[SOURCE DOCUMENT — start]

I am not entirely sure what I think about the Pay It Forward approach to tuition for public higher education in the U.S., but I do think that the Oregon legislature passing a bill to study the idea is a a welcome spark of creativity in the ongoing debate about costs and affordability.

At first look, I am drawn to the idea for its apparent progressiveness, but it is hard to say how well, or how progressively, Pay It Forward, as proposed here, would actually work in practice. If the proposed study is well crafted and executed, and a solid pilot is recommended and launched, there should be answers to these questions in the next couple of years and perhaps some meaningful action on at least college affordability as a result, whether in the form of Pay It Forward or some other approach that might emerge from the discussion being started here in Oregon.

However, I do have two more specific thoughts on the early debate over the idea.

First, I am singularly unpersuaded by one of the central arguments being made against the concept of Pay It Forward, namely, that the approach is either unfair to or a disincentive for students intending to, and who do, enter high-paying jobs or professions after college.

[SOURCE DOCUMENT — finish]
[DATA SUPPLIED — start]

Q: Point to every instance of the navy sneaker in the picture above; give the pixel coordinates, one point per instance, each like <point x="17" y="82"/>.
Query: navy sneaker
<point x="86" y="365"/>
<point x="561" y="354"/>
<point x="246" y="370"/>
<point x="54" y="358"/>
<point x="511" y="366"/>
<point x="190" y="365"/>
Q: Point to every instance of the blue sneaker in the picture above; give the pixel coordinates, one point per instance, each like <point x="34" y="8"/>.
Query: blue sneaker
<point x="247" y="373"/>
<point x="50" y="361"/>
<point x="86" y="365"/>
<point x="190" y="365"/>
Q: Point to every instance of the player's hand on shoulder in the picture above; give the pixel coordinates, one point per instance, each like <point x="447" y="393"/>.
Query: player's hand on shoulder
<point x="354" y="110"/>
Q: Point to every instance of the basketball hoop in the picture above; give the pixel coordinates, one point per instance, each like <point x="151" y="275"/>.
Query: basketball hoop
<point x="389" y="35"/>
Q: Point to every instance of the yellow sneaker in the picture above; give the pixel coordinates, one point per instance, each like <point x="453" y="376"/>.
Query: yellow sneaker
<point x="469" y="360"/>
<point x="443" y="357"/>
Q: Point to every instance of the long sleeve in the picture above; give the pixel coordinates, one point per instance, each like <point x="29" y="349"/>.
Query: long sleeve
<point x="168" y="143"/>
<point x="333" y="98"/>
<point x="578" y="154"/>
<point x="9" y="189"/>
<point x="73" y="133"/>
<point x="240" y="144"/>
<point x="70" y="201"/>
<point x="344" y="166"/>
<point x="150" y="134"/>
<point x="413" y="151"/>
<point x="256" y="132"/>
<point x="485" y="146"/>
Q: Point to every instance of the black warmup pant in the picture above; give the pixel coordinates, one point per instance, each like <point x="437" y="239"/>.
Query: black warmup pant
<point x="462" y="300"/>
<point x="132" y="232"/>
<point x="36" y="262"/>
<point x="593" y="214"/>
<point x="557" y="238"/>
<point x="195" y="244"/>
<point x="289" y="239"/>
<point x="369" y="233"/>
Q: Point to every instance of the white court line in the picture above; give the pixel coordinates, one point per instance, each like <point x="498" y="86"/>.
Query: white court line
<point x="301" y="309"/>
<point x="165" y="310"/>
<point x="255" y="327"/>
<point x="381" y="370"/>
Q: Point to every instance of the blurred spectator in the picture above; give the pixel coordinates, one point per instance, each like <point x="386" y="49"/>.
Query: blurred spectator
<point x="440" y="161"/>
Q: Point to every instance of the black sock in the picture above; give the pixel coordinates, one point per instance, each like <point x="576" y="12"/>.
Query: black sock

[DATA SUPPLIED — finish]

■ **ASSIGNMENT A**:
Answer these questions using the Pay It Forward tuition passage:
(i) Which state's legislature passed a bill to study the idea?
(ii) According to the writer, what quality of the idea is appealing at first look?
(iii) How many more specific thoughts on the early debate does the writer say they have?
■ **ASSIGNMENT B**:
Pick up the Pay It Forward tuition passage after its final sentence and continue it in the same voice.

■ **EXERCISE ANSWER A**:
(i) Oregon
(ii) Its apparent progressiveness
(iii) Two

■ **EXERCISE ANSWER B**:
Sandy Baum, senior fellow at the George Washington University Graduate School of Education, sums up this argument in a Time Business article by Martha C. White, “‘It’s a real moral hazard problem,’ she says. ‘If you have no intention of doing anything other than staying home with your kids, this is great for you. If you think you’re going to be an investment banker, you’re going to think really hard,’ and might decide not to participate with ‘Pay It Forward’ or attend a state school.” At The Atlantic, Jordan Weissmann, calls this the, “engineer problem.”

Baum’s invocation of “moral hazard”, suggests that, on one level, this is an argument about the ethics and politics of “redistributive” social policies. Where one stands on this question depends on one’s political commitments and vision of a just society. Some people will insist on seeing Pay It Forward as a system that punishes the rich, who are, implicitly, hardworking, and rewards the poor, who are, implicitly, lazy. Comparing a stay-at-home spouse to an investment banker is a framing that seems deliberately designed to make this point.

Writing as a professor, I’m thrilled by the prospect of the odd student who is not fixated on what job they’ll get after graduation. Presumably, that individual is seeking a college degree to be a more fulfilled human being, citizen and member of society and not just because they’ve been told, repeatedly, that higher education is necessary to securing, “a good job.” If it takes a few investment bankers – or a few more university professors – to subsidize that person, fine by me, and, on balance, better for my classes.

More realistically, there are very few individuals who choose to go to college without some job or career intentions, and in that case, where everyone has a job and everyone is paying back into the system, identifying “takers” and “makers” becomes less clear. I think you have to look at his issue from a particularly abstract perspective to see much of a problem with Baum’s investment banker paying more, over time and in absolute terms, than, say, a teacher or home healthcare worker.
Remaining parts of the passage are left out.